§ Text shown
Thursday, August 23, 2007

David Malpas On The Current Financial & Economic Outlook

A little over two weeks ago, which now seems like a year ago in these markets, David Malpass, chief economist of Bear Stearns, wrote a wonderful editorial in the Wall Street Journal concerning the distinction between credit markets and the 'real' economy.

Now, many economists and other pundits are declaring that we are on the edge of a recession, and that recent credit market problems have crippled, or are crippling, the 'real' economy.

To the contrary, Malpass wrote,

"Equity markets have recently lost over $2 trillion in the U.S. and even more globally -- many times the likely amount of mortgage and corporate debt losses in the foreseeable future. This is in part a correction from the sharp global equity run-up through mid-July. Current prices still signal growth ahead.

Another aspect of the market disruption is a dramatic stand-off between bond buyers and sellers: Buyers in both housing and debt markets are using the market discontinuity to claw prices and terms back to Earth. The slowdown talk weighing on equities also reflects the Wall Street view that debt, mortgage and takeover businesses have replaced General Motors as the economy's bellwether. According to the bears: As goes the credit market, so goes the economy.

Fortunately, Main Street is not that fickle. Housing and debt markets are not that big a part of the U.S. economy, or of job creation. It's more likely the economy is sturdy and will grow solidly in coming months, and perhaps years.

U.S. growth has endured other waves of equally loud pessimism -- over high gasoline prices, low (pre-revision) estimates of job growth, a supposedly negative personal savings rate (revised to positive on July 27 by the Commerce Department) and even the 2003 tax cut on labor and capital. Remember the argument that tax cuts would put the economy on a path toward fiscal collapse and recession? Now, the U.S. deficit is set to fall below $150 billion by Washington's September fiscal year-end, thanks to strong tax receipts."

Thus, Malpass calls our attention to some pretty badly mistaken prior economic calls by some of these so-called 'experts.' On the subject of using housing as a piggy-bank, Malpass wrote,

"The bearish view is that Americans live, breathe and spend their houses and mortgages. Yet the July 31 consumer confidence survey by the Conference Board jumped to 112, the highest in the six-year expansion. Data and theory show clearly that houses are not the be-all and end-all of the economy. Jobs matter more. For many, the value of future employment is much greater than their home equity. The low jobless claims and unemployment rate -- clear signs of a strong labor environment -- raise confidence and likely future wages. This outweighs changes in wealth, whether from declines in house prices or the stock market, especially for lower-income workers.

Neither the economy nor job growth has been dependent on housing. Residential construction declined to 4% of GDP in the second quarter -- right on the 1990s average -- having boomed excessively in 2004 and 2005 and subtracted heavily from GDP in 2006. But strength in commercial construction more than offset the weakness in residential construction, allowing overall construction to add to GDP for the first time in a year.

Concerns about high inventories of unsold homes are exaggerated. At 537,000 per the Commerce Department, the June inventory equals 7.4 months of 2007's average sales. This is only a bit above the 6.7 months average inventory from 1980-1995. The leaner inventories in the 1996-2005 "sellers' market" resulted in part from the super-low interest and mortgage rates earlier this decade, and the 1997 cut in the capital-gains tax on houses.

§ Tasks to complete
• 1. Reproduce the stretch of the economic outlook post from "A little over" through "crippling, the 'real' economy.".
• 2. According to the economic outlook post, why are concerns about high inventories of unsold homes exaggerated? Answer in one to three sentences.

§ Data provided
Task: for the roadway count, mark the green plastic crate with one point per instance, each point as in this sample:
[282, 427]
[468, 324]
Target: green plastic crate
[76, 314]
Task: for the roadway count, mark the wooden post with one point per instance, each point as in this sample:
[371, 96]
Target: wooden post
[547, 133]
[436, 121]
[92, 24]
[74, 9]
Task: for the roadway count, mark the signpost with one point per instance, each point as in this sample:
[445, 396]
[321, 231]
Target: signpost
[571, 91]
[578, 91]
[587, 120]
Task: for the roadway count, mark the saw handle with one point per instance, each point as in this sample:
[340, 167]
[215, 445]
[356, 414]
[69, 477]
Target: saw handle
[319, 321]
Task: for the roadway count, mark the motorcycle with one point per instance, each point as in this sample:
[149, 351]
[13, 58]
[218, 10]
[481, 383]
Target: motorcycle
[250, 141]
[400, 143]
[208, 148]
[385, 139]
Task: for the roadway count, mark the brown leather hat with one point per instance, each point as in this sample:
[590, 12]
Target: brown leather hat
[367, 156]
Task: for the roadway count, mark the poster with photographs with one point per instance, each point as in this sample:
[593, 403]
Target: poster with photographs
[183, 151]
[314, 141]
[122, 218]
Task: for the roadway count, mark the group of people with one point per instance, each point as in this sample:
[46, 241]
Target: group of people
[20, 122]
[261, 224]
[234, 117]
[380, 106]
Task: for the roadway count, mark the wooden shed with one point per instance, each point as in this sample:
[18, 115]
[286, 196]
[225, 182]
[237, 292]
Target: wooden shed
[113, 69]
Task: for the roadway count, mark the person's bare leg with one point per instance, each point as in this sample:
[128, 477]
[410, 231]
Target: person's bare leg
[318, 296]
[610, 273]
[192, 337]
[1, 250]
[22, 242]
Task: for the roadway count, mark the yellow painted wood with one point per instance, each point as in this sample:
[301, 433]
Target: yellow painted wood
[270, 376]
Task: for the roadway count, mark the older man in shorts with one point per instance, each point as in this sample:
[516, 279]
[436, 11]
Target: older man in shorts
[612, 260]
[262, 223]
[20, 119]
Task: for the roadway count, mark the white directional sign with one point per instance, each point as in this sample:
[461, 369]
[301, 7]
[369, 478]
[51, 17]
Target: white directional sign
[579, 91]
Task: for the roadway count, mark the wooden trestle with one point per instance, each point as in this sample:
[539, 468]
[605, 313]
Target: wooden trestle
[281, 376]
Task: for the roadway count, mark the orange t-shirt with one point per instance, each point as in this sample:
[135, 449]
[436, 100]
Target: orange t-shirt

§ Solution list
• 1.
A little over two weeks ago, which now seems like a year ago in these markets, David Malpass, chief economist of Bear Stearns, wrote a wonderful editorial in the Wall Street Journal concerning the distinction between credit markets and the 'real' economy.

Now, many economists and other pundits are declaring that we are on the edge of a recession, and that recent credit market problems have crippled, or are crippling, the 'real' economy.

• 2. According to the Commerce Department, the June inventory of 537,000 homes equals 7.4 months of 2007's average sales. This is only a bit above the 6.7-month average inventory from 1980 to 1995.